- GIVEN REQUEST
Reproduce the rows below with every "black" swapped for "dark", leaving everything else unchanged, and omit the pictures.

- DATASET CONTENT
================================

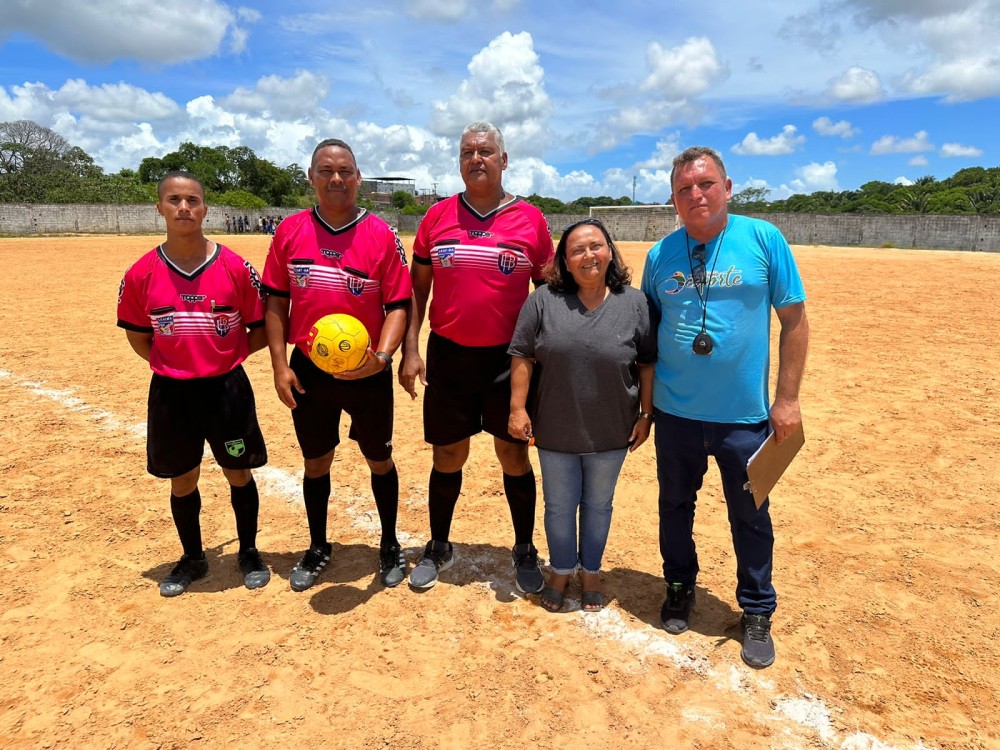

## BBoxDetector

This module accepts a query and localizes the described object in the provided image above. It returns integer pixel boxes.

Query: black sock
[170,487,204,557]
[427,469,462,542]
[372,464,399,547]
[229,477,260,552]
[503,469,536,544]
[302,473,330,547]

================================

- OUTPUT BELOW
## BBoxDetector

This module accepts a query and localizes the described object in the provided image above. It returns integer pixel boxes.

Query: dark sock
[170,487,204,557]
[427,469,462,542]
[372,464,399,547]
[229,477,260,552]
[503,469,536,544]
[302,473,330,547]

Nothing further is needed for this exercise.